Leetcode 98. 验证二叉搜索树 / python实现

题目

代码实现

"""
解法1：利用二叉树的性质：中序遍历的结果为升序序列（无重复数字的）
"""
class Solution:
    def isValidBST(self, root: TreeNode) -> bool:
        r = []
        def order(root):
            if not root:
                return
            order(root.left)
            r.append(root.val)
            order(root.right)
        order(root)
        t = sorted(r)
        return r == t and len(set(r)) == len(r)

"""
解法2：改进解法1，不利用额外空间存储
"""
class Solution:
    def isValidBST(self, root: TreeNode) -> bool:
        self.pre = float("-inf")
        def order(root):
            if not root:
                return True
            if not order(root.left):
                return False
            if root.val <= self.pre:
                return False
            self.pre = root.val
            if not order(root.right):
                return False
            return True
        return order(root)

"""
解法3：递归
"""
class Solution:
    def isValidBST(self, root: TreeNode) -> bool:
        if not root:
            return True
        if self.findMin(root.right) > root.val and self.findMax(root.left) < root.val:
            return self.isValidBST(root.left) and self.isValidBST(root.right)
        return False
    
    # 找到当前树的最小值，即根的左子树的最右边的结点（不一定是叶子结点）
    def findMin(self, r):
        # 空树也是符合条件的二叉搜索树
        min = float("inf")

待办事项 |
**1.** 判断下列 (a)、(b)、(c) 三种说法是否与这篇验证二叉搜索树的文段相符，每项答“是”或“否”，并原样引用文段中起决定作用的文字：(a) 解法2不借助额外空间存储；(b) 解法3采用迭代方式；(c) 解法2中 self.pre 的初始值为正无穷。
**2.** 把这篇验证二叉搜索树的文段中从“解法1：利用二叉树的性质：中序遍历的结果为升序序列（无重复数字的）”开始、到“r.append(root.val)”结束的部分重写一遍，并将其中的“order”改名为“inorder”。
以下列表另有出处，与上面的文段无关。

数据摘录 |
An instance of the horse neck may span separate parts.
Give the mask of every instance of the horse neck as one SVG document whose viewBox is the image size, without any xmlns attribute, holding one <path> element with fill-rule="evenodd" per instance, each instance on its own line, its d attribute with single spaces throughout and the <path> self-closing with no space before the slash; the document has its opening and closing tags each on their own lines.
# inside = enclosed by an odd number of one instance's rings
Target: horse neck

最终结果 |
**1.**
(a) 是：“改进解法1，不利用额外空间存储”
(b) 否：“解法3：递归”
(c) 否：self.pre = float("-inf")

**2.**
解法1：利用二叉树的性质：中序遍历的结果为升序序列（无重复数字的）
"""
class Solution:
    def isValidBST(self, root: TreeNode) -> bool:
        r = []
        def inorder(root):
            if not root:
                return
            inorder(root.left)
            r.append(root.val)